» **Data records**:
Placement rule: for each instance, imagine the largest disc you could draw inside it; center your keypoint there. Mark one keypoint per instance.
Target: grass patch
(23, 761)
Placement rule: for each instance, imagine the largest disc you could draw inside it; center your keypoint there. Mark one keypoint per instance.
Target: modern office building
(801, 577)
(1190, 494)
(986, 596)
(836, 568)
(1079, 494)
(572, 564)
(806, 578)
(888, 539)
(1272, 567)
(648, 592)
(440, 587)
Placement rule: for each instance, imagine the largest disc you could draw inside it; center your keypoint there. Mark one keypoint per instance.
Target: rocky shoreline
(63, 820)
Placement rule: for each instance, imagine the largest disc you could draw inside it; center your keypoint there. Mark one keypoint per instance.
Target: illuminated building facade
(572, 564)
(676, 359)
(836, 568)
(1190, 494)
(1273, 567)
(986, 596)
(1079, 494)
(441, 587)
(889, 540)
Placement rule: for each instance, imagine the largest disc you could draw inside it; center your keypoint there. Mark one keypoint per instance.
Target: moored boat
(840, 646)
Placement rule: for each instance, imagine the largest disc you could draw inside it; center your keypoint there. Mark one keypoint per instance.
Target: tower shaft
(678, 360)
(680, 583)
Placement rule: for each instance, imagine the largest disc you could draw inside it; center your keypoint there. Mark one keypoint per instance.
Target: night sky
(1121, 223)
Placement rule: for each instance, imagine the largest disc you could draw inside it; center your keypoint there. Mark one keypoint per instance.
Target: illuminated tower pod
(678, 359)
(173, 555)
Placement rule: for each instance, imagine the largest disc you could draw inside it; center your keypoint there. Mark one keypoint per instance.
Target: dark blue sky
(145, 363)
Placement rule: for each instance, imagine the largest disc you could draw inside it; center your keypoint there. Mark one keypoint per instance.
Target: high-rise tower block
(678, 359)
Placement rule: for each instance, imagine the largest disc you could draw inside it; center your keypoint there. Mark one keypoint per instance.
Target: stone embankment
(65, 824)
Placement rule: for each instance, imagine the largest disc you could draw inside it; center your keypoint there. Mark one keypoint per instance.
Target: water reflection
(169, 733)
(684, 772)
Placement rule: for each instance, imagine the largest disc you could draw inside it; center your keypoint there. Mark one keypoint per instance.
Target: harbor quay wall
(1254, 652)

» **Given task**:
How many lines in the records above contain the string "building", matching case exactly? Reply with the number only.

» **Problem solution**:
2